▶ YOUR TASK
Put every line of the records below into a Markdown table with the columns "Row" and "Line," numbering each row and skipping blank lines.

--- DATASET CONTENT ---

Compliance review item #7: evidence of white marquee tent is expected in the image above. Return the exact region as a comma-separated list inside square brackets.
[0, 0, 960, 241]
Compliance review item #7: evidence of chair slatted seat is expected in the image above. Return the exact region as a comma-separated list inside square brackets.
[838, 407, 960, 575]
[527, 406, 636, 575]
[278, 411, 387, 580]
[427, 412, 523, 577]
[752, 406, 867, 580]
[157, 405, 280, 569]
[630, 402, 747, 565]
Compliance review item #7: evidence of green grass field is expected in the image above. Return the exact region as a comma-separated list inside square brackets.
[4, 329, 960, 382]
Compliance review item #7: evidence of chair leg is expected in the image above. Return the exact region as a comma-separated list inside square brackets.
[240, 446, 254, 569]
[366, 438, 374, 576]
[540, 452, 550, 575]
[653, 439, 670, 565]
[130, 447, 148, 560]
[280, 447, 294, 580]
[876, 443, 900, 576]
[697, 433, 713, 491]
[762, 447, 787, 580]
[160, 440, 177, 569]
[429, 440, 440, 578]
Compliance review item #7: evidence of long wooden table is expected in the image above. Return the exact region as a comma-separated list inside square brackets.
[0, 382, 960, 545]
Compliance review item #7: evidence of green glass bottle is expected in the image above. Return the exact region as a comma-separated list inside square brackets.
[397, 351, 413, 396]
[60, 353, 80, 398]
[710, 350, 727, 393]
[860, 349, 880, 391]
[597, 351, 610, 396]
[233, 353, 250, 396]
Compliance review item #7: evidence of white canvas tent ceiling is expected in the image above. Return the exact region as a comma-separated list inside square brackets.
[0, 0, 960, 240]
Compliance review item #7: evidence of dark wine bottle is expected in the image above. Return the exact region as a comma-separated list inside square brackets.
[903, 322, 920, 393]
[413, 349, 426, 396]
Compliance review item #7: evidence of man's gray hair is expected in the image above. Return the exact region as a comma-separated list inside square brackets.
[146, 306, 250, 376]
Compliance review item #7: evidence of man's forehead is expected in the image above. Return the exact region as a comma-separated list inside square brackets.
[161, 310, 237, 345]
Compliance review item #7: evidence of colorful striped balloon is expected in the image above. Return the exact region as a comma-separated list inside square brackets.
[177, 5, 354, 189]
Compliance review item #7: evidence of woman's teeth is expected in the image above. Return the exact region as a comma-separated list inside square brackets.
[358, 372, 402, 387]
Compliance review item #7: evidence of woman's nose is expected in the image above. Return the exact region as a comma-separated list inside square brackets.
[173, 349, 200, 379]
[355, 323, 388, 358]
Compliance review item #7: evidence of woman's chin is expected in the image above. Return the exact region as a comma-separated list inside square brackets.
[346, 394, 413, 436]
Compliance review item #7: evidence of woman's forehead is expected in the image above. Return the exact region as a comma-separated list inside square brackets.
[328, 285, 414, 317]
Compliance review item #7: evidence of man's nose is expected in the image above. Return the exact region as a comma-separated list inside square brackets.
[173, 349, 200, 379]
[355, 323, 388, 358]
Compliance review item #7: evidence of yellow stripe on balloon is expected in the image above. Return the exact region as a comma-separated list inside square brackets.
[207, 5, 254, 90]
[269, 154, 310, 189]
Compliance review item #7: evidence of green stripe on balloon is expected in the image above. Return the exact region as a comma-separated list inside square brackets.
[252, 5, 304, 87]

---

▶ TASK ANSWER
| Row | Line |
|---|---|
| 1 | Compliance review item #7: evidence of white marquee tent is expected in the image above. Return the exact region as a comma-separated list inside square brackets. |
| 2 | [0, 0, 960, 241] |
| 3 | Compliance review item #7: evidence of chair slatted seat is expected in the image above. Return the exact region as a comma-separated list inside square brackets. |
| 4 | [838, 407, 960, 575] |
| 5 | [527, 406, 636, 575] |
| 6 | [278, 411, 387, 580] |
| 7 | [427, 412, 523, 577] |
| 8 | [752, 406, 867, 580] |
| 9 | [157, 405, 280, 569] |
| 10 | [630, 402, 747, 565] |
| 11 | Compliance review item #7: evidence of green grass field is expected in the image above. Return the exact region as a comma-separated list inside square brackets. |
| 12 | [4, 329, 960, 382] |
| 13 | Compliance review item #7: evidence of chair leg is expected in the image above. Return the exact region as a comma-separated list inside square brackets. |
| 14 | [240, 446, 254, 569] |
| 15 | [366, 438, 374, 576] |
| 16 | [540, 452, 550, 575] |
| 17 | [653, 439, 670, 565] |
| 18 | [130, 447, 148, 560] |
| 19 | [280, 447, 294, 580] |
| 20 | [876, 443, 900, 576] |
| 21 | [697, 433, 713, 491] |
| 22 | [762, 447, 787, 580] |
| 23 | [160, 440, 177, 569] |
| 24 | [429, 440, 440, 578] |
| 25 | Compliance review item #7: evidence of long wooden table is expected in the image above. Return the exact region as a comma-separated list inside square brackets. |
| 26 | [0, 382, 960, 545] |
| 27 | Compliance review item #7: evidence of green glass bottle is expected in the image above. Return the exact region as a comma-separated list inside square brackets. |
| 28 | [397, 351, 413, 396] |
| 29 | [60, 353, 80, 398] |
| 30 | [710, 350, 727, 393] |
| 31 | [860, 349, 880, 391] |
| 32 | [597, 351, 610, 396] |
| 33 | [233, 353, 250, 396] |
| 34 | Compliance review item #7: evidence of white canvas tent ceiling is expected in the image above. Return the exact region as a comma-separated list inside square brackets. |
| 35 | [0, 0, 960, 240] |
| 36 | Compliance review item #7: evidence of dark wine bottle is expected in the image above. Return the exact region as a comma-separated list inside square brackets. |
| 37 | [903, 322, 920, 393] |
| 38 | [413, 349, 426, 396] |
| 39 | Compliance review item #7: evidence of man's gray hair is expected in the image above. Return the exact region as a comma-separated list inside square brackets. |
| 40 | [146, 306, 250, 376] |
| 41 | Compliance review item #7: evidence of man's forehead is expected in the image above. Return the exact region as a comma-separated list inside square brackets. |
| 42 | [161, 310, 237, 345] |
| 43 | Compliance review item #7: evidence of colorful striped balloon is expected in the image above. Return the exact region as a comma-separated list inside square brackets. |
| 44 | [177, 5, 354, 189] |
| 45 | Compliance review item #7: evidence of woman's teeth is expected in the image above. Return the exact region as a comma-separated list inside square brackets. |
| 46 | [358, 372, 402, 387] |
| 47 | Compliance review item #7: evidence of woman's nose is expected in the image above. Return the exact region as a comma-separated list inside square brackets. |
| 48 | [173, 349, 200, 379] |
| 49 | [355, 323, 388, 358] |
| 50 | Compliance review item #7: evidence of woman's chin is expected in the image above. Return the exact region as a comma-separated list inside square brackets. |
| 51 | [346, 394, 413, 436] |
| 52 | Compliance review item #7: evidence of woman's forehead is expected in the image above. Return the exact region as a comma-separated list inside square brackets. |
| 53 | [328, 285, 414, 317] |
| 54 | Compliance review item #7: evidence of man's nose is expected in the image above. Return the exact region as a comma-separated list inside square brackets. |
| 55 | [173, 349, 200, 379] |
| 56 | [355, 323, 388, 358] |
| 57 | Compliance review item #7: evidence of yellow stripe on balloon is expected in the image above. Return the exact region as a comma-separated list inside square brackets. |
| 58 | [207, 5, 254, 90] |
| 59 | [269, 154, 310, 189] |
| 60 | Compliance review item #7: evidence of green stripe on balloon is expected in the image above. Return the exact region as a comma-separated list inside square brackets. |
| 61 | [252, 5, 304, 87] |